Sunday, February 25, 2007

If I had a hammer...

When you rent a house here, a lot of things are broken. Property owners don't try to preserve their investments, and places that go unrented literally start to fall apart because the owners don't keep them up. So we have had many tradespeople here to fix things: plumbers (dozens of times--every toilet I've seen in Niger is broken, continually), carpenters, tileworkers, locksmiths, metalworkers, air-conditioning repair people. The first thing you notice is that they bring either no tools at all, or else they bring nothing but a hammer. Doesn't matter what they are supposed to do--it's reasonable for a carpenter or metalworker to show up with a hammer, but plumbers? AC repairmen? LOCKSMITHS? And they use them, too! I could hardly concentrate on my work in the office while the locksmith was shaking the house with his hammering. The plumber spent hours making banging and shattering noises, while ostensibly trying to fix a toilet.

The guy who fixed the holes in the floor where tiles had come up showed up with a little plastic baggie full of cement powder, and nothing else. Like many men in Niamey, he was wearing a polyester 2-piece suit over no shirt, nor socks, and cracked flip-flops. He mixed and spread it with his hands, got up and left empty-handed. It was almost Zen-like.

Right now a plumber is working on a clogged clean-out for the kitchen drain--a kind of broken cement cistern leading into the septic 'tank' (actually a big hole underground). He just asked me for a "sheau," which I managed to figure out meant a bucket, though he was saying something more like 'shuck-it.'

He had come with a hammer.

Wednesday, February 21, 2007

I'm taking requests...

Steve's response to my blog was "That's it?" (I'm paraphrasing his actual response, which involved Bangkok.) He wants to know what we eat for breakfast, etc.; so I'm answering his questions and then some. The kids eat corn flakes we buy at the overpriced import supermarket, except Etani who eats bouille if he can get it: a hot millet porridge that our helper Nadege makes for herself. I don't like it--I don't like millet, or rice (outside of a sushi roll), or the stews poured over those grains which form the basis of west African cuisine. I wish I could find an Ethiopian to cook for us. We have a part-time cook, Leopold, who also goes to the open-air markets to shop for us, but he cooks us French food, or moussaka, or the fresh pasta we taught him how to make with a pasta machine borrowed from friends. (Having a pasta-slave is the number-one thing I'll miss about living here.) He's trying to get the food concession at the US Embassy, though; so we may lose him in a few weeks. Labor is cheap, so we have those two helping us, plus a part-time gardener/pool guy, Pierre, we split with the neighbors. We don't seem to have much more time; but at least the place is clean and we don't have to do it.

------------------------------------------------------------

• [PROBLEM DESCRIPTION]: From the blog post above, extract the passage starting with "The guy who" and going on through "I'm taking requests...", copying it word for word.

Object position labeling entries:
------------------------------------------------------------

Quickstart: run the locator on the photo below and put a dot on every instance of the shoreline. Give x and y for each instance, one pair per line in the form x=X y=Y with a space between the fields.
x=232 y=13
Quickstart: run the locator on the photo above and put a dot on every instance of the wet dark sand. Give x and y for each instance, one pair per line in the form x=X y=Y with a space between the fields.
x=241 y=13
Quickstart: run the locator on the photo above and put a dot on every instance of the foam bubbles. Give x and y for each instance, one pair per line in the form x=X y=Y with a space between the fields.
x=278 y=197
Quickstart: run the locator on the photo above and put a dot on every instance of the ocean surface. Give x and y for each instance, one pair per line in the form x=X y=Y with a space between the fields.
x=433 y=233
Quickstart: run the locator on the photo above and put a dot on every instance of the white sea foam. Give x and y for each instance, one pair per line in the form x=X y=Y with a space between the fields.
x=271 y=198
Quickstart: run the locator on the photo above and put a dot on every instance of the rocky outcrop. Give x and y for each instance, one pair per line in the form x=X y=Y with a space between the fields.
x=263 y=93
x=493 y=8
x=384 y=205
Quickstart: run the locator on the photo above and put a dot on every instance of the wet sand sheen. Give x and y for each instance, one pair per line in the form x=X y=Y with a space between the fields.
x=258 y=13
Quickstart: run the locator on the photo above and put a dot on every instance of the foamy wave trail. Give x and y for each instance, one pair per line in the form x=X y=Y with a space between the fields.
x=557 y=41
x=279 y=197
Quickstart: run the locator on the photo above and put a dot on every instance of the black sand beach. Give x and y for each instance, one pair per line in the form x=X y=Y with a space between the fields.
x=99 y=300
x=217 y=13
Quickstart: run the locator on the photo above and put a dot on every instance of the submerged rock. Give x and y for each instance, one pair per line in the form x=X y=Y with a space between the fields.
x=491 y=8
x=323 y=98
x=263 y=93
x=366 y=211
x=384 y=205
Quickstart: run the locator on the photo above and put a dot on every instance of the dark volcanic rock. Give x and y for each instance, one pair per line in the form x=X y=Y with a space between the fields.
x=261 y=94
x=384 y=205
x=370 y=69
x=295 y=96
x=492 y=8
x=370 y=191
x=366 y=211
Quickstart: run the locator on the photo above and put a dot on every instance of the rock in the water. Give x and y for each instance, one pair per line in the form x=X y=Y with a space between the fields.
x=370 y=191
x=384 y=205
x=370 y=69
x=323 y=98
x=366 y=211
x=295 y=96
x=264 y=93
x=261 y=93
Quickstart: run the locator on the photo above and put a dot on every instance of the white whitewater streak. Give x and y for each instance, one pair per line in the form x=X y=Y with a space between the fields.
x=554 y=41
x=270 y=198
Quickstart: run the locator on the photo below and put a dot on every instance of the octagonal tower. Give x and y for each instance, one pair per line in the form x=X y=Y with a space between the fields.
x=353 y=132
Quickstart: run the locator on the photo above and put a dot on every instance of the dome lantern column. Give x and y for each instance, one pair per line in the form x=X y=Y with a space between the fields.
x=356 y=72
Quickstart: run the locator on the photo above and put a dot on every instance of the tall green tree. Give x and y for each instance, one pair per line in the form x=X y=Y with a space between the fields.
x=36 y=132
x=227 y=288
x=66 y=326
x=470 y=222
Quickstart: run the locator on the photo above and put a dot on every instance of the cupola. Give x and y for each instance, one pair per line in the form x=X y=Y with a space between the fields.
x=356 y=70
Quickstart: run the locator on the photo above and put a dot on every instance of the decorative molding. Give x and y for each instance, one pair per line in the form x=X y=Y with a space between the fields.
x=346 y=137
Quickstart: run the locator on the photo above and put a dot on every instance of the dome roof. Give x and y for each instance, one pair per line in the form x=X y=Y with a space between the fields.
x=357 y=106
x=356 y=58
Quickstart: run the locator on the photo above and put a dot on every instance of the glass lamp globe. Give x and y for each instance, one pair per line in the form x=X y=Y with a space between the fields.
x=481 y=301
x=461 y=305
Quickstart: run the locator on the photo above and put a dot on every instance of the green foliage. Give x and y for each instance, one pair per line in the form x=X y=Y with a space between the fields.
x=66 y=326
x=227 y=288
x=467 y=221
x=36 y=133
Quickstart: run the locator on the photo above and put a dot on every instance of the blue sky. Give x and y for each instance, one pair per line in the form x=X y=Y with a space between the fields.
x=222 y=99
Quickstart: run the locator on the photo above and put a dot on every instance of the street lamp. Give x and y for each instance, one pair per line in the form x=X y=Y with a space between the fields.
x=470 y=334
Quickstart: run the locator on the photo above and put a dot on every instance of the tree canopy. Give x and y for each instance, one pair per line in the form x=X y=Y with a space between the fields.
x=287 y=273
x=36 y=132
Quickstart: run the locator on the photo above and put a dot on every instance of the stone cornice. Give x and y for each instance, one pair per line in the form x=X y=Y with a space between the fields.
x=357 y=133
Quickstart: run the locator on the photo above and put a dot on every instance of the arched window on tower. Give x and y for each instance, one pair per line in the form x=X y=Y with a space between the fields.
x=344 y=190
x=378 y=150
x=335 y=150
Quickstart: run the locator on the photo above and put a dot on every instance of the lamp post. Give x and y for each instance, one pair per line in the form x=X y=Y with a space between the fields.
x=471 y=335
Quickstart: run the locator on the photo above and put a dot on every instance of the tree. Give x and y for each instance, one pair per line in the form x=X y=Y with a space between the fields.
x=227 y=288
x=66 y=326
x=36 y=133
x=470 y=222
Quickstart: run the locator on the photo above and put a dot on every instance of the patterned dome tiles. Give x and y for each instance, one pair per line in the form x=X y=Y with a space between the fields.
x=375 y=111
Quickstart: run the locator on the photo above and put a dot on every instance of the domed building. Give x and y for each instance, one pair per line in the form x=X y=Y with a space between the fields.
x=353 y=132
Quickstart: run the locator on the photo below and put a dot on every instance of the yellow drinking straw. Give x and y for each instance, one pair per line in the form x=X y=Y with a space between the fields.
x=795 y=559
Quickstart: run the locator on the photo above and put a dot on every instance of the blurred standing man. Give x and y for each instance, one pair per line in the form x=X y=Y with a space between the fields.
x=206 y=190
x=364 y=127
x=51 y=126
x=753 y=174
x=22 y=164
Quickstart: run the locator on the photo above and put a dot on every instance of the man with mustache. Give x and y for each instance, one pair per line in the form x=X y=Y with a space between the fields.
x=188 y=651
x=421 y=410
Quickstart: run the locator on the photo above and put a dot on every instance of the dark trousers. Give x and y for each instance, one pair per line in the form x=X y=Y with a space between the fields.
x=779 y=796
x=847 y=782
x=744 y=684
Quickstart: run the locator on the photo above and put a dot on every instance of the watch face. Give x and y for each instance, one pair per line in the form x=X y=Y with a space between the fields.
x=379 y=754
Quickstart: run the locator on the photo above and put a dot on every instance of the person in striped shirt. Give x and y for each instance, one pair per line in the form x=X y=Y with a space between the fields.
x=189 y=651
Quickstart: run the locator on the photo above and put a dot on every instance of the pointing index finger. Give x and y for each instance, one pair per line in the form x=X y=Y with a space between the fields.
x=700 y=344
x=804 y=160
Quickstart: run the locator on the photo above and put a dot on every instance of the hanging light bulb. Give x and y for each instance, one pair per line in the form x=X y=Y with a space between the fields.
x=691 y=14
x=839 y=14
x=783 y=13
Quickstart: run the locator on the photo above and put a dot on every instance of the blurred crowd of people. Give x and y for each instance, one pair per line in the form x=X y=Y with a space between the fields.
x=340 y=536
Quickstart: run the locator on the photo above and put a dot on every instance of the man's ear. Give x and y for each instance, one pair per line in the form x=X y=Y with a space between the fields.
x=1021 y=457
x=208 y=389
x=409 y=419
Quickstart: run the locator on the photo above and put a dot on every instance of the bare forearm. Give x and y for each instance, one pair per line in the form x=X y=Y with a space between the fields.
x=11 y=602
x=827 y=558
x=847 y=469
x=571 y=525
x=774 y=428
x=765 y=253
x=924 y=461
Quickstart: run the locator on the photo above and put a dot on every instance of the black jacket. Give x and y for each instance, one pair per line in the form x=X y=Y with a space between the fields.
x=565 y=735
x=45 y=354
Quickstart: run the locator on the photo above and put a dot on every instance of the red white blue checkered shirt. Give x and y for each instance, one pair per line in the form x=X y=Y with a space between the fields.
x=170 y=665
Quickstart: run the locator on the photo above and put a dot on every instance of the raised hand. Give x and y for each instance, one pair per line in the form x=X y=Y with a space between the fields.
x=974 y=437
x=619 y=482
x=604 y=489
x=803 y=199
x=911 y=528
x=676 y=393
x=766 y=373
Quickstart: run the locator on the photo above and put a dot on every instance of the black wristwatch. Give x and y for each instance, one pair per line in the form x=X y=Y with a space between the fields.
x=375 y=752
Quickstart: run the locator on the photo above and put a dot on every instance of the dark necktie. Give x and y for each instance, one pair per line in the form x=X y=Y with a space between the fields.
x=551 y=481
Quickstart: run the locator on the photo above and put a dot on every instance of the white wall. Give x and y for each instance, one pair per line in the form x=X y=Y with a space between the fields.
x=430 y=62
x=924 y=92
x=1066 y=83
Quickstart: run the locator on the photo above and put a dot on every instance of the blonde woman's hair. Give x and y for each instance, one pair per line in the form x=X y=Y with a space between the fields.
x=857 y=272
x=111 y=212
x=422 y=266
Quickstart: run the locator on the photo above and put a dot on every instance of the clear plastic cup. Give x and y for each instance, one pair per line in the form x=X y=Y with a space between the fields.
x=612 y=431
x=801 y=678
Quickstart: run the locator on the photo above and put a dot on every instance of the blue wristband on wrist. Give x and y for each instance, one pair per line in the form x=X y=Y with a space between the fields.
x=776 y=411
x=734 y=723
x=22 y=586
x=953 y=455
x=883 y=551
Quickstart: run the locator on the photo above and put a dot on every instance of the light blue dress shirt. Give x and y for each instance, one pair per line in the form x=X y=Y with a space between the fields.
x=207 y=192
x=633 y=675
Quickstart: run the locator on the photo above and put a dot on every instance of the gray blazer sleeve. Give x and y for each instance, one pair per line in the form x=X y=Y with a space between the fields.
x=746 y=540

------------------------------------------------------------

• [COMPLETE ANSWER]:
The guy who fixed the holes in the floor where tiles had come up showed up with a little plastic baggie full of cement powder, and nothing else. Like many men in Niamey, he was wearing a polyester 2-piece suit over no shirt, nor socks, and cracked flip-flops. He mixed and spread it with his hands, got up and left empty-handed. It was almost Zen-like.

Right now a plumber is working on a clogged clean-out for the kitchen drain--a kind of broken cement cistern leading into the septic 'tank' (actually a big hole underground). He just asked me for a "sheau," which I managed to figure out meant a bucket, though he was saying something more like 'shuck-it.'

He had come with a hammer.

Wednesday, February 21, 2007

I'm taking requests...